■ **EXERCISE TASKS**
1 - In the psoriatic arthritis abstract, by what method was ESR measured?
2 - Translate this sentence from the psoriatic arthritis abstract into Spanish: "Parasympathetic dysfunction was more prominent than sympathetic dysfunction."

■ **READING PASSAGE**
Background Cardiovascular autonomic neuropathy (CAN) is the commonest risk predictor for sudden cardiac death in autoimmune rheumatic diseases.1-2 As yet, there is no therapeutic treatment of cardiovascular autonomic neuropathy in psoriatic arthritis (PsA). Even, the impact of most commonly employed disease modifying antirheumatic drugs (DMARDs) therapy on cardiovascular autonomic neuropathy in PsA is not known.
Objectives To investigate the efficacy of DMARDs on cardiovascular autonomic neuropathy in PsA.
Methods In this perspective open label study, twenty DMARD naive PsA patients who fulfilling the CASPAR (Classification Criteria for Psoriatic Arthritis) criteria and 20 age and sex matched healthy controls were recruited. Cardiovascular autonomic neuropathy was diagnosed by applying the five cardiovascular reflex tests according to Ewing. Disease activity was assessed by 28-joint-count disease activity score (DAS28) and disease activity score in psoriatic arthritis (DAPSA). ESR was measured by Westergreen method and CRP level was determined using standard commercial kits. Autonomic measures were double blinded to the physician and patients for the study duration. Therefore, the patients were treated without influence of the autonomic function data. All clinical investigations were performed at baseline and after weeks 12.
Results Cardiovascular reflex tests were impaired significantly among the PsA patients compared with well matched healthy subjects (p<0.05). Parasympathetic dysfunction was more prominent than sympathetic dysfunction. After 12 weeks treatment, parasympathetic dysfunction (HR response to deep breath and standing) significantly (p<0.05) improved in patients with PsA, while there was no significant improvement in sympathetic function. 55% (11/20) DMARD naive patients had severe autonomic neuropathy score. After treatment, 72.7% (8/11) improvement was seen in severe autonomic neuropathy in DMARD naive PsA patients. Patients with normal cardiovascular autonomic function had no change in their cardiovascular autonomic function after 12 weeks treatment with synthetic DMARDs.
Conclusions These study results suggest parasympathetic autonomic dysfunction is more prominent than sympathetic dysfunction in PsA. Synthetic DMARDs improved parasympathetic dysfunction in PsA.
Milovanovic B et al. Srp Arh Celok Lek. 2010; 138:26-32.
Syngle et al. Clin Rheumatol. 2013;32:59-64.
Acknowledgements We are very grateful to University Grant Commission, New Delhi (Govt. of India) for providing the research fellowship [No. F.10-15/2007 (SA-I)].

■ **PROVIDED INFORMATION**
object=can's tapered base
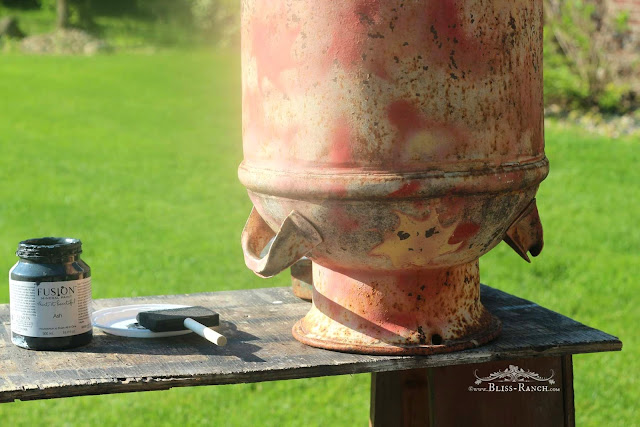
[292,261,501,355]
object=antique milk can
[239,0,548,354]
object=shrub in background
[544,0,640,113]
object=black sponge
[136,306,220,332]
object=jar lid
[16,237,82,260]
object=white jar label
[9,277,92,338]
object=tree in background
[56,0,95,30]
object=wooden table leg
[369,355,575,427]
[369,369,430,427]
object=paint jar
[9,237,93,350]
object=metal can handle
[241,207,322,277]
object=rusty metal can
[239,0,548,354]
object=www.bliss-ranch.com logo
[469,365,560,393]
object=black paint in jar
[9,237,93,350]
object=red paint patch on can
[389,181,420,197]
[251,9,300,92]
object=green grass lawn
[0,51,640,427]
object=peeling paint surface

■ **RESPONSES FOR EACH TASK**
1 - The Westergreen method.

2 - La disfunción parasimpática fue más prominente que la disfunción simpática.